National Center for Civil and Human Rights Opens

CreditDustin Chambers for The New York Times

ATLANTA — It isn’t that great a distance from the birthplace of the Rev. Dr. Martin Luther King Jr. on Auburn Avenue here to the $68 million, 42,000 square-foot National Center for Civil and Human Rights that is opening on Monday near Centennial Olympic Park. The two sites, though, seem as if they’ve emerged not just from different time periods, but from different and incompatible universes.

In the first universe, into which Dr. King was born, there were Jim Crow laws like this Georgia statute: “The marriage of a white person with a Negro or Mulatto or a person who shall have one eighth or more of Negro blood, shall be unlawful and void.” Or this one: “It shall be unlawful for any amateur White baseball team to play baseball on any vacant lot within two blocks of a playground devoted to the Negro race.”

In the other universe — our own — is this new museum whose main exhibition recalls those Jim Crow laws but whose very presence shows how much has changed. It has been built alongside the main tourist attractions of Atlanta’s downtown on land donated by the Coca-Cola Company, which runs the nearby World of Coca-Cola museum. Across a plaza is the immense Georgia Aquarium which has become an international destination. And across the park is the Inside CNN studio tour.

The world of Jim Crow is unimaginable here. If anything, the risk is not that the new center’s narrative will be isolated like some Mulatto intrusion, but that it might become as commercial and sensational as the nearby attractions. And I do have misgivings about the center’s populist political expansiveness: the way in which the struggle for human rights eventually becomes treated in its halls as a newer, broader case of the fight for civil rights.

I will return to that issue, but the overall achievement here is imposing. The building, whose design architect is Phil Freelon (who worked with HOK) uses two curved exterior walls to partly wrap a glass-paneled central part. The building has been compared to two hands cupped to hold something precious. Under its president, Doug Shipman, the center is becoming another landmark in a generation-long transformation of the South, which now hosts the nation’s most important museums chronicling a movement the region once demonized.

In April, for example, the vigorously conceived National Civil Rights Museum reopened in the former Lorraine Motel in Memphis, where Dr. King was assassinated. Now, in the city where Dr. King was born, the movement’s story is again powerfully told (with slightly different emphases) by the National Center for Civil and Human Rights, which has received both public and private support.

And in a special display space, the center also shows a selection of Dr. King’s manuscripts and artifacts, rotating from the 13,000 items of the Morehouse College Martin Luther King Jr. Collection. That collection — housed at the Atlanta University Center Robert W. Woodruff Library — was bought for Morehouse for $32 million. Twelve million dollars of that sum came from the new center for the purchase of exclusive display rights for the collection, which was first sampled in New York in 2006 at Sotheby’s.

● PROVIDED DATA
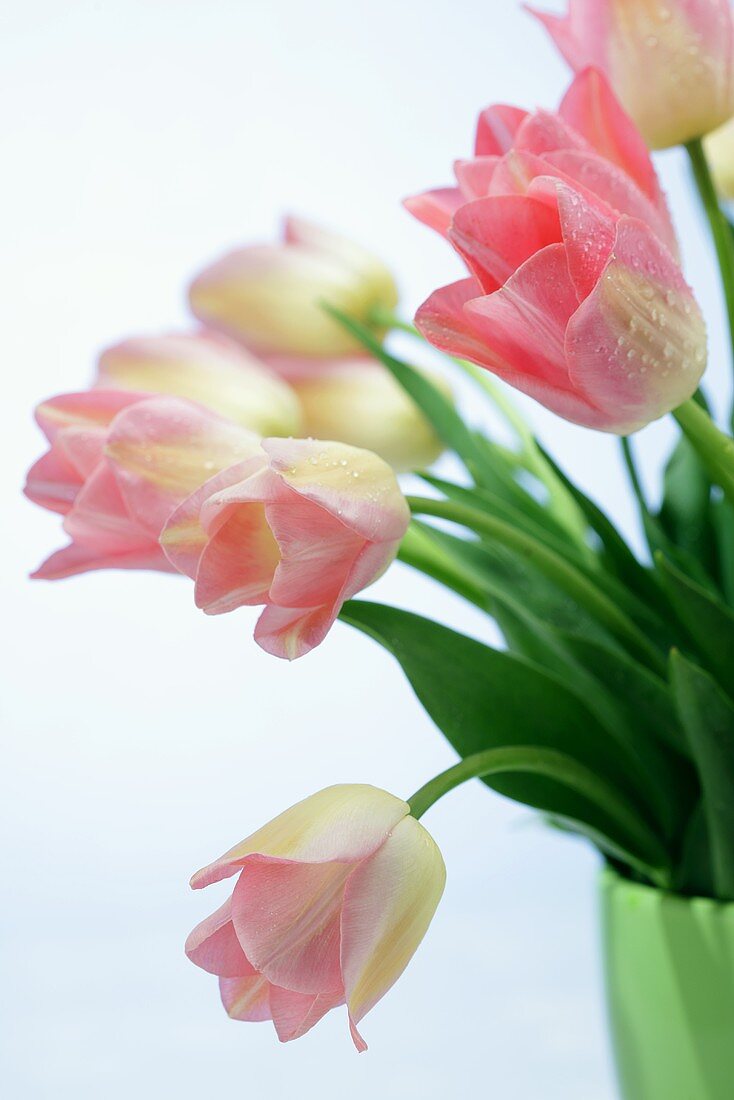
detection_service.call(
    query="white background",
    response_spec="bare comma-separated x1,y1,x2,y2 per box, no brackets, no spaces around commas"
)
0,0,727,1100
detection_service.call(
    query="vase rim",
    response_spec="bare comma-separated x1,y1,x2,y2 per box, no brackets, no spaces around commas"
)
600,864,734,915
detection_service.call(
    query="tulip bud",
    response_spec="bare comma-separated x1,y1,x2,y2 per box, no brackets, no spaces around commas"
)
25,389,259,580
161,439,410,660
703,119,734,201
413,70,706,436
289,356,450,472
186,784,446,1051
530,0,734,149
97,332,302,436
189,218,397,356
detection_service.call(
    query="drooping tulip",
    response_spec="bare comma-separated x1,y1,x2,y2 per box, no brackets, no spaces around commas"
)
530,0,734,149
408,70,706,435
189,218,397,356
186,784,446,1051
25,389,259,580
97,331,302,436
287,355,450,473
161,439,409,659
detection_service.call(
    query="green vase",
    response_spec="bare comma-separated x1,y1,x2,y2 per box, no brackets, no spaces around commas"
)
602,870,734,1100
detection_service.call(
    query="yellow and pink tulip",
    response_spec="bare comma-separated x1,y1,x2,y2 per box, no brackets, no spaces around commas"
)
186,784,446,1051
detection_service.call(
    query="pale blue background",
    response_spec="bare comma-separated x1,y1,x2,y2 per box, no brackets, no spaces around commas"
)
0,0,727,1100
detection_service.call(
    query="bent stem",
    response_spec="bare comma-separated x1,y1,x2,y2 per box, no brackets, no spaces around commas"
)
672,397,734,504
686,139,734,420
406,496,667,675
370,306,588,551
407,746,671,889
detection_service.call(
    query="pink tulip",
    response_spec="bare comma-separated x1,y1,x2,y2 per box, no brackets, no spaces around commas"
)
97,330,302,436
186,784,446,1051
407,70,706,435
25,389,258,580
189,218,397,358
530,0,734,149
161,439,409,659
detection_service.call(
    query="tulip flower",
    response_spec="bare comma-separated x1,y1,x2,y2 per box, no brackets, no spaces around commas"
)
97,331,302,436
530,0,734,149
703,119,734,201
189,218,397,356
287,355,450,473
161,439,409,660
25,389,259,580
408,70,706,435
186,784,446,1051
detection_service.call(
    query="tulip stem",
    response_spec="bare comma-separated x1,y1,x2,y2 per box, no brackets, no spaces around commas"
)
672,397,734,504
407,745,671,889
407,497,669,675
686,139,734,415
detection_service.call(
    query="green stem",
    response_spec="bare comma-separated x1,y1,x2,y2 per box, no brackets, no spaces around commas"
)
407,496,667,675
407,745,670,888
672,398,734,504
686,139,734,420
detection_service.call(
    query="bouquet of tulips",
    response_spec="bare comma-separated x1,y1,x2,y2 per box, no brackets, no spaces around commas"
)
26,0,734,1073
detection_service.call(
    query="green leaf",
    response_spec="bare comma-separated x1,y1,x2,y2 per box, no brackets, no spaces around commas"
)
670,650,734,901
341,601,667,867
324,305,496,483
420,474,585,563
655,554,734,692
673,799,715,898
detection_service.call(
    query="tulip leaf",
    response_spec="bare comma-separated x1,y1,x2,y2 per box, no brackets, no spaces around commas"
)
534,449,661,611
712,499,734,607
655,553,734,692
670,650,734,901
420,474,584,563
675,799,716,898
341,601,667,867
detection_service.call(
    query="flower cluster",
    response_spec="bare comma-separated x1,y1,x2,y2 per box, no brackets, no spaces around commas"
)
26,0,734,1060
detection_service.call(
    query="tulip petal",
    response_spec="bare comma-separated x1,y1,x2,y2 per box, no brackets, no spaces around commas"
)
567,218,706,435
232,855,353,994
474,103,527,156
403,187,464,237
513,111,589,156
185,898,256,978
341,816,446,1024
23,439,84,515
270,986,344,1043
107,397,260,538
415,278,510,377
449,195,561,294
530,176,616,301
464,244,579,389
453,156,502,199
195,504,280,615
191,783,409,890
219,974,272,1024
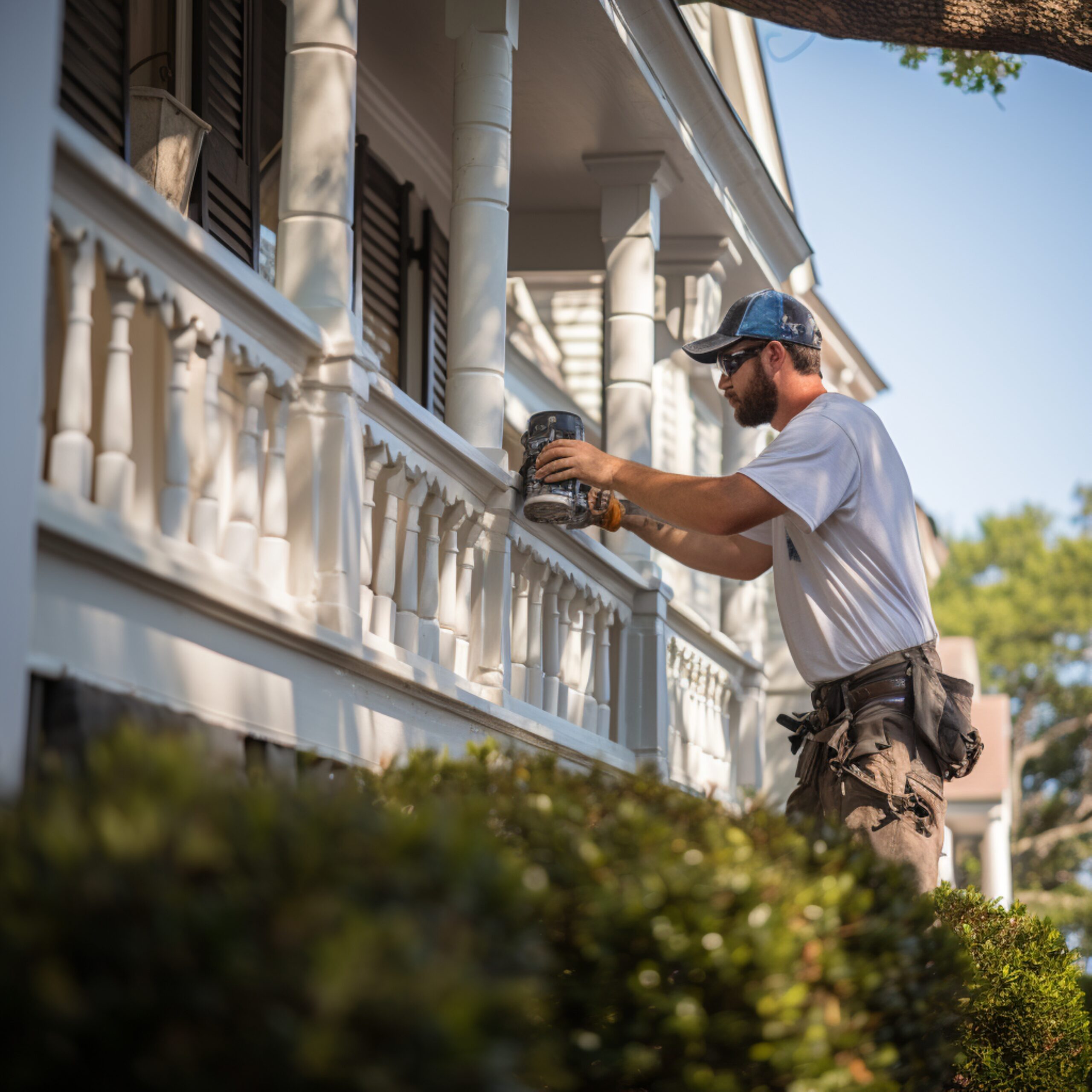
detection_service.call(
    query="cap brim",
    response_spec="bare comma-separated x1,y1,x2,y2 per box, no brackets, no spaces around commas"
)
682,334,749,363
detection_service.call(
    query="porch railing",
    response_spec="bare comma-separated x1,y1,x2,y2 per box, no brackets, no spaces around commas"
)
41,110,756,795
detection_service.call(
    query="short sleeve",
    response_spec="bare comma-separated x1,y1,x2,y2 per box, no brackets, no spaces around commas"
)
739,520,773,546
739,412,860,531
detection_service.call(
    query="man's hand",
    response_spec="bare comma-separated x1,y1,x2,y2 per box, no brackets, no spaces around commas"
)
535,440,624,489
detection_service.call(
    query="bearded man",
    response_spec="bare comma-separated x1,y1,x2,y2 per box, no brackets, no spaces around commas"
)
535,290,981,891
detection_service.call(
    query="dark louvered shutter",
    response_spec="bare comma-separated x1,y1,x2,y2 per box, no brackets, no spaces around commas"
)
60,0,129,160
421,209,448,421
190,0,260,267
353,136,413,388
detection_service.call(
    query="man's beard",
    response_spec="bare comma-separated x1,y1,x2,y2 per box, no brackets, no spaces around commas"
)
736,367,778,428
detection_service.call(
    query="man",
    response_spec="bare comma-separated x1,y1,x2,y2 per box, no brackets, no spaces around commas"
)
536,290,981,891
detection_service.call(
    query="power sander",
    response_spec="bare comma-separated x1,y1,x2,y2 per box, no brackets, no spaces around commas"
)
520,410,667,531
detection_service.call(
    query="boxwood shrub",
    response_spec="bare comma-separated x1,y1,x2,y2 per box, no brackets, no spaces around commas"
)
0,731,974,1092
936,883,1092,1092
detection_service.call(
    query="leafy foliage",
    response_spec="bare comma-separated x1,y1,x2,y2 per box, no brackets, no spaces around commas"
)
936,883,1092,1092
932,487,1092,952
883,41,1023,98
0,732,962,1092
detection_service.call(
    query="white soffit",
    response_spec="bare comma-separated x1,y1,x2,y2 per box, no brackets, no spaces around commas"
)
599,0,811,282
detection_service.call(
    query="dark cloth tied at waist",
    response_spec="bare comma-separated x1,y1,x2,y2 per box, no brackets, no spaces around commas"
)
778,641,982,780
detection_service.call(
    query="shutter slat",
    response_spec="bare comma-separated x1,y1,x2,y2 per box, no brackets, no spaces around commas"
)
190,0,260,267
58,0,129,160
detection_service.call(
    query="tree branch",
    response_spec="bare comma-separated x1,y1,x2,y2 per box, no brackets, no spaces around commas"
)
1012,818,1092,857
1012,713,1092,776
699,0,1092,70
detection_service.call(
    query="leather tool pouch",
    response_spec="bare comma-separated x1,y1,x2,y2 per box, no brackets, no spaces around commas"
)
909,656,982,781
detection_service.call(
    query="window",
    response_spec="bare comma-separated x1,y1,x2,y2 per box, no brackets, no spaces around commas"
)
60,0,285,269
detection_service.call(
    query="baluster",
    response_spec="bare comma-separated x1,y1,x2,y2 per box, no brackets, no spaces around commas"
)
580,599,603,733
439,500,470,671
224,371,269,570
524,550,549,709
49,237,95,499
477,519,512,689
456,514,482,678
417,493,447,664
370,459,410,641
360,442,383,633
160,322,197,542
543,572,565,714
394,477,428,652
258,390,292,592
95,274,144,519
190,337,224,554
595,606,614,739
512,549,531,701
561,590,589,724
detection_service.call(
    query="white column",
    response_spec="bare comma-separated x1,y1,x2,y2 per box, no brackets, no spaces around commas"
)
95,275,144,519
258,391,290,592
445,0,520,465
49,237,95,499
276,0,357,356
224,371,269,572
982,804,1012,906
0,0,63,796
584,152,676,567
160,323,197,542
190,337,224,554
937,827,956,886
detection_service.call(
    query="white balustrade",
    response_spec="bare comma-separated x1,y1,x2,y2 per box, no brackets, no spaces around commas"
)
417,493,447,664
258,393,290,592
95,273,144,519
49,236,95,498
224,371,269,570
394,477,428,652
190,337,225,555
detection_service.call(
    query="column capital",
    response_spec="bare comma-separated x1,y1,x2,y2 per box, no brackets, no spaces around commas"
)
443,0,520,48
584,152,679,199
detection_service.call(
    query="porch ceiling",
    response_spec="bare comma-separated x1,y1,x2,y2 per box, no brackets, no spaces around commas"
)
359,0,795,277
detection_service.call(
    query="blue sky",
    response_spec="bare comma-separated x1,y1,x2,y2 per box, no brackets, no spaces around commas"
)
759,23,1092,533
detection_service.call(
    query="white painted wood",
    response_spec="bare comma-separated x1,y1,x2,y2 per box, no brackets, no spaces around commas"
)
369,461,410,641
445,0,519,456
49,236,95,497
522,554,549,709
190,337,225,555
160,323,197,542
95,274,144,520
223,371,269,571
595,606,614,739
456,517,483,678
417,493,447,664
543,572,565,713
258,393,292,592
276,0,359,349
476,520,512,689
394,477,428,652
0,0,62,797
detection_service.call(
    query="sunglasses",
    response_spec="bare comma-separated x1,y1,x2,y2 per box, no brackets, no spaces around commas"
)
716,342,769,379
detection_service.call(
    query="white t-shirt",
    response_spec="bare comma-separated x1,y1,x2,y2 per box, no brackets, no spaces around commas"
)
739,394,937,687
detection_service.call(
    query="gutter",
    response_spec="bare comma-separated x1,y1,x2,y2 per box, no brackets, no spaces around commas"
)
599,0,813,283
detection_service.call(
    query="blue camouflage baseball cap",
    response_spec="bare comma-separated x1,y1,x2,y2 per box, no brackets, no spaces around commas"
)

● WORK TO COMPLETE
[a] Please decide whether each statement agrees with the civil rights center article, answering yes or no and quoting the words that settle it: (i) The center stands on land given by the Coca-Cola Company. (ii) The center cost $42 million. (iii) The National Civil Rights Museum reopened in Atlanta.
[b] According to the civil rights center article, who is the design architect of the building?
The records have no connection to the civil rights center article.

● ANSWERS BELOW
[a]
(i) Yes: "on land donated by the Coca-Cola Company"
(ii) No: "$68 million, 42,000 square-foot"
(iii) No: "reopened in the former Lorraine Motel in Memphis"

[b] Phil Freelon, who worked with HOK.